Task objective ->
The required result is the exact run of lines beginning at the one containing "Could you point out the white signature" and ending at the last line of the entries.

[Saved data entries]
▬▬▬
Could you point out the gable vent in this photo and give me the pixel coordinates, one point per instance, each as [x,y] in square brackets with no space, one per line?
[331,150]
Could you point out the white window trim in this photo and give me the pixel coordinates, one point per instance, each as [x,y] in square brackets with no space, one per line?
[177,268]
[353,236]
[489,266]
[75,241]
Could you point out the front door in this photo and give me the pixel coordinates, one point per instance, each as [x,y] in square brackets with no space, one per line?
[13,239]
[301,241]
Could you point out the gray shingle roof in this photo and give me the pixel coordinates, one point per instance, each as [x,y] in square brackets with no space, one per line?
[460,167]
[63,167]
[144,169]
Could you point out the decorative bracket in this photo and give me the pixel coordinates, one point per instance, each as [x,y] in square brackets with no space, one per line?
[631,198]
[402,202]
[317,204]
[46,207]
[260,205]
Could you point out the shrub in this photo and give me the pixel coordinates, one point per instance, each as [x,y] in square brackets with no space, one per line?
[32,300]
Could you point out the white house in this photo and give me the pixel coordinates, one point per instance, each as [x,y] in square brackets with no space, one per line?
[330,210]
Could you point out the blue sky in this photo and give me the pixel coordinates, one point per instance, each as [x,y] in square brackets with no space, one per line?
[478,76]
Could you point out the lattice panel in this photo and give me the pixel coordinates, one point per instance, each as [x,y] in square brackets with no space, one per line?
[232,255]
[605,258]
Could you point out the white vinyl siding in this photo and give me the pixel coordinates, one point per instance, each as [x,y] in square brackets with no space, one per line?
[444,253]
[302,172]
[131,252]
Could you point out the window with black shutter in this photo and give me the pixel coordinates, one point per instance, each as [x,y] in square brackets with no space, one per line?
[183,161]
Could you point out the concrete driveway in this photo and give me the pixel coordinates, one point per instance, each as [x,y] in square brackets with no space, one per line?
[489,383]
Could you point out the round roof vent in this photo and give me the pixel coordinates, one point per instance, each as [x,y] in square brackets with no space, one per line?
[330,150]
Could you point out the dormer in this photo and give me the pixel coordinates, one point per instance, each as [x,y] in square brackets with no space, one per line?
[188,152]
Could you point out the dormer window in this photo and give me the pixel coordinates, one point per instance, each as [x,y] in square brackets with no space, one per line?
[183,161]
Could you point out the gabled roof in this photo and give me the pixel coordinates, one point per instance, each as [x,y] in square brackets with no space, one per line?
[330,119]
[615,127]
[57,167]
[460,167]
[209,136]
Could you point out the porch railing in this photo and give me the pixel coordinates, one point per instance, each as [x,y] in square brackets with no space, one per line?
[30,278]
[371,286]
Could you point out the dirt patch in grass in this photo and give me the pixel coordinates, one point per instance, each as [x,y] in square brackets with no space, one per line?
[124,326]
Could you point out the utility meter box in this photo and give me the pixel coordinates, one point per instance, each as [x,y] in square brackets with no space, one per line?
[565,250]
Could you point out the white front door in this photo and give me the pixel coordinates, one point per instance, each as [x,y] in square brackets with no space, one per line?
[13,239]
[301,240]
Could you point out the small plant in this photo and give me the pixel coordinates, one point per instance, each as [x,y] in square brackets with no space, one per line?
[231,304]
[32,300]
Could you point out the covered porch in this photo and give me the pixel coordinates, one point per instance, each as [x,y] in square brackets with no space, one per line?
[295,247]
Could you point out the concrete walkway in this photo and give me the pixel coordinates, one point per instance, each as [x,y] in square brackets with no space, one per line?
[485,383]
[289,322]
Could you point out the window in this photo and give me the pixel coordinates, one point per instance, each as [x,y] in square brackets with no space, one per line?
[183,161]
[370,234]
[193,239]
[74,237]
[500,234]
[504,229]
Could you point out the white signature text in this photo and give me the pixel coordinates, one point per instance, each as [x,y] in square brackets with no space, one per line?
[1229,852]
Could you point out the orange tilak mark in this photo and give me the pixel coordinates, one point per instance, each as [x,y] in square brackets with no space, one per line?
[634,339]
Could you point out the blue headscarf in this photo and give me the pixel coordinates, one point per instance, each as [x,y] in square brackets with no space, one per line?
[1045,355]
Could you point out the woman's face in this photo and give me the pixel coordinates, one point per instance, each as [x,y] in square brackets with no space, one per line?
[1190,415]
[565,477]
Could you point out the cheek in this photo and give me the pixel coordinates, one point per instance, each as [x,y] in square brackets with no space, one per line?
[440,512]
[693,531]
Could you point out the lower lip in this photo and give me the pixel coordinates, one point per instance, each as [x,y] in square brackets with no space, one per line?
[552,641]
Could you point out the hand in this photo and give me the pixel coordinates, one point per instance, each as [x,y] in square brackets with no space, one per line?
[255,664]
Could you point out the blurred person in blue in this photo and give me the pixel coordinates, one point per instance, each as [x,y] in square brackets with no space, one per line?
▬▬▬
Problem solution ->
Could you point out the white signature text in this photo and give me the pixel coordinates, one point per instance, each as [x,y] in square brackets with no space, one per line?
[1229,852]
Could you point out the orange tilak mark in this photo and give me the pixel coordinates, one point per instance, each as [x,y] in square brackets with no space, one per line?
[634,339]
Could you point out the blue headscarf in this photo and give me the pixel coordinates, one point per instance, each as [x,y] in square brackets with no space, one per line?
[1045,355]
Could you point out the woman's face in this photo and give me the pixel coordinates, one point per instance, each as [x,y] in square brackets with no space, one per line?
[1190,415]
[565,477]
Could you point out the cheek in this photo and give me the pixel coordinates, one point per instance, each as [x,y] in square brackets with no space, one per line?
[440,512]
[693,531]
Could you point out the lower lip in this photo and give me the pixel coordinates, one point per instance, each as [x,y] in square brackets with no space, one per line?
[552,641]
Could you point out the hand in this photo and give me the pixel coordinates, one point per instance, each as [x,y] in square brackets with no space, one per line?
[255,664]
Could you point out the blurred person in blue in this photo and give me the pixel coordinates, one point per instance, each as [x,y] in square brackets with no space, one per line?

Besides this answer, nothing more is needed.